Stated exercise:
Reproduce every line from the line containing "Can you see the blue" through the end of the material, requests included, and include nothing else. Scale each x and y pixel coordinate in the answers by 0.8, rounding to whole numbers with halves rounded up.

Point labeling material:
<<<<

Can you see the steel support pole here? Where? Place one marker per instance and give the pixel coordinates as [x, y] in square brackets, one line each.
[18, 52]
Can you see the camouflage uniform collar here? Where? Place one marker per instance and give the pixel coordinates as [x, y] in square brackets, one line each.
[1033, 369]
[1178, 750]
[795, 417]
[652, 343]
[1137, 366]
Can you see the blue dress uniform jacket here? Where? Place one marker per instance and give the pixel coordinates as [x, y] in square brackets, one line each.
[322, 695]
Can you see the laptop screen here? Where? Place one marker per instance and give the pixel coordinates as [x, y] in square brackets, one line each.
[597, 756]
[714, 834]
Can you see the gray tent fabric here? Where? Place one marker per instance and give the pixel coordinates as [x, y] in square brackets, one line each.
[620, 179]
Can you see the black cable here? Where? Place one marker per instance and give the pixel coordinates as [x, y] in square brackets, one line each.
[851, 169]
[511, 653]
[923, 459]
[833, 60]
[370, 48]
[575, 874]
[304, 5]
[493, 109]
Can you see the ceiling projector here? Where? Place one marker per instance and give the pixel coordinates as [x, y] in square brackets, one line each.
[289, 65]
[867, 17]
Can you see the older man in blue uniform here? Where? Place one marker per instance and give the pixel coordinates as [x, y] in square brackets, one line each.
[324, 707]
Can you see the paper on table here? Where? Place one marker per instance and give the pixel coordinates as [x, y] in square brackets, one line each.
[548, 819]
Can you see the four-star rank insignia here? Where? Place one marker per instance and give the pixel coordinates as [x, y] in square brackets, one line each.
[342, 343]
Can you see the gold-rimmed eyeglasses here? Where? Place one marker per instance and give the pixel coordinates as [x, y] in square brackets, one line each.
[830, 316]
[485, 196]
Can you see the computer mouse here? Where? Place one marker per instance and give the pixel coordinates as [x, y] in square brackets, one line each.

>>>>

In response:
Can you see the blue dress uniform jacket here? Where? Place one marker per instance and give the pixel coordinates as [x, y] in square brackets, one line each.
[258, 556]
Can you see the laptop screen here? Where? Place one marker per instance and give the pixel coordinates as [x, y] in square brackets, one line each.
[478, 605]
[571, 667]
Can you see the gray tent fabric here? Where? Place one marker per instance and give the pixel coordinates as [x, y] in square brackets, one line each.
[496, 143]
Can you see the black cable here? Where? Place one marker per instance and give the pixel coordinates as [x, y] in square brackets, one line each.
[681, 135]
[409, 522]
[738, 367]
[666, 48]
[296, 38]
[460, 699]
[243, 4]
[394, 87]
Can you see the ceiling projector here? Where? Place one marker per instance and give the pixel coordinates as [x, y] in square brackets, one line each.
[231, 52]
[694, 14]
Can you see the older man in blue uniform here? Where? Place one marker per instance and give the pixel coordinates as [x, y] in square brackets, one line each.
[259, 566]
Can you see the paper on table here? Where? Place one marker per instance and give the pixel coordinates as [x, y] in square brackets, one line each.
[438, 655]
Can you see the four-star rank insignia here? Where? Place one marker per instance and give the pixel coordinates as [x, y] in square brackets, one line each.
[274, 274]
Can you see the gold-rimmed eyeglasses here? Where? Place one marker per instance and give the pixel coordinates as [x, y] in square brackets, one line each.
[664, 253]
[388, 157]
Can you see the computer mouse here? Where? Place one marker per instance and give the pixel coordinates as [x, y] in square brackets, one line each.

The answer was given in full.